# My New Toy



## Sighting In (Feb 5, 2009)

Good choice! The Iceman is a great bow! I am sure that you will love it. :darkbeer:


----------



## gobblercrazy (May 9, 2008)

Finally got home, set it up, and flung a couple arrows out of it. I don't know if I'll ever go away from a single cam bow again. They are just so smooth during draw and shot. Here's the only pic I've took so far.


----------



## HuntLions_94 (Feb 20, 2008)

Is that a 70# bow backed out to 55#'s or a 60#? I would like to get an iceman.


----------



## thrill_seeker (Feb 2, 2008)

That thing looks sweet! I picked one up it was lite as could be and just felt like a real hunter
and how far is it backed out?????


----------



## gobblercrazy (May 9, 2008)

It's a 50-60, but at the proshop it maxed at 65 and the lowest we dared to go was 53. Since then I bumped it up a bit.


----------



## Sighting In (Feb 5, 2009)

Yah, those limbs look backed out a LOT! I know that they are fine to do that, but still...


----------



## Jared Les (Jun 22, 2008)

Sighting In said:


> Yah, those limbs look backed out a LOT! I know that they are fine to do that, but still...

■ Request 1: Name every distinct username that appears as a post header in the "My New Toy" thread, counting each one only once.
■ Request 2: Reproduce the stretch of the "My New Toy" thread from "Good choice! The" through "took so far.".

■ Data rows:

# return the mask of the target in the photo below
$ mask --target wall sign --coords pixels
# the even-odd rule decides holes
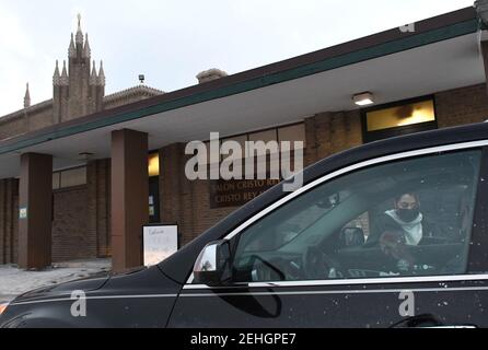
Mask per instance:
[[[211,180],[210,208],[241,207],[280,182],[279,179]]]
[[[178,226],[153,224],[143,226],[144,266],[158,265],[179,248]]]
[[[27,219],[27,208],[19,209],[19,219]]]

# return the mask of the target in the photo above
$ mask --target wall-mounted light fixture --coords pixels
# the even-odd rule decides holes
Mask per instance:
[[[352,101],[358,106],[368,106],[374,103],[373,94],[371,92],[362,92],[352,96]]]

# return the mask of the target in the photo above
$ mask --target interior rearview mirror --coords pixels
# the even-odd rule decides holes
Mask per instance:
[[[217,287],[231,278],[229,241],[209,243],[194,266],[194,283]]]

--

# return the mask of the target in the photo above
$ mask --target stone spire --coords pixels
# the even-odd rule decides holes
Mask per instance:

■ Task response 1: Sighting In, gobblercrazy, HuntLions_94, thrill_seeker, Jared Les

■ Task response 2:
Good choice! The Iceman is a great bow! I am sure that you will love it. :darkbeer:


----------



## gobblercrazy (May 9, 2008)

Finally got home, set it up, and flung a couple arrows out of it. I don't know if I'll ever go away from a single cam bow again. They are just so smooth during draw and shot. Here's the only pic I've took so far.